Written problem:
Recast the lines below as a two-column CSV with the columns "request" and "answer", giving one row per request, with each field quoted and any line breaks inside it turned into spaces. Leave the pictures out.

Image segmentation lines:
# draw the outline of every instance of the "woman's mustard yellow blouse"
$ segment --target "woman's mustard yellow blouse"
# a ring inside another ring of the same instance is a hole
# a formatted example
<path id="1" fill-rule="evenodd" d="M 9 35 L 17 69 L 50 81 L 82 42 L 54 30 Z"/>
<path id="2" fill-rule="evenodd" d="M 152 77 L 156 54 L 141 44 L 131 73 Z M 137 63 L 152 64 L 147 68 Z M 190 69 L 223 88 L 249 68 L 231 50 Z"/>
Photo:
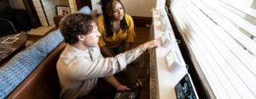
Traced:
<path id="1" fill-rule="evenodd" d="M 134 24 L 132 18 L 129 14 L 125 14 L 125 18 L 127 23 L 128 30 L 127 32 L 119 30 L 118 33 L 114 32 L 112 37 L 107 37 L 107 32 L 104 27 L 103 15 L 101 15 L 97 19 L 98 30 L 101 33 L 99 40 L 99 47 L 107 46 L 108 47 L 115 47 L 125 42 L 133 42 L 136 37 L 134 32 Z"/>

Answer to the task:
request,answer
"# draw the outline of every instance of the ""woman's mustard yellow blouse"" $ segment --target ""woman's mustard yellow blouse"" # a ring inside another ring of the same instance is a hole # a formatted example <path id=""1"" fill-rule=""evenodd"" d=""M 9 35 L 17 69 L 50 81 L 82 42 L 54 30 Z""/> <path id=""2"" fill-rule=""evenodd"" d=""M 152 77 L 156 54 L 141 44 L 131 73 Z M 137 63 L 152 64 L 147 68 Z M 190 69 L 223 88 L 249 68 L 231 50 Z""/> Photo: Traced:","<path id=""1"" fill-rule=""evenodd"" d=""M 134 24 L 132 18 L 129 14 L 125 14 L 125 18 L 127 23 L 128 30 L 127 32 L 119 30 L 118 33 L 114 32 L 112 37 L 107 37 L 107 32 L 104 27 L 103 15 L 101 15 L 97 19 L 98 30 L 101 33 L 99 40 L 99 47 L 107 46 L 108 47 L 115 47 L 125 42 L 133 42 L 136 37 L 134 32 Z""/>"